▶ [Data entries]

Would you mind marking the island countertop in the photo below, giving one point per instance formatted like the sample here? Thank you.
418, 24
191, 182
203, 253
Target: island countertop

▶ [Objective] Reproduce the listing above line for line, with no changes.

▶ [Result for this exercise]
Would you mind marking the island countertop in the photo below, giving one point per instance formatted like the sample here? Thank you.
418, 24
191, 182
203, 253
Target: island countertop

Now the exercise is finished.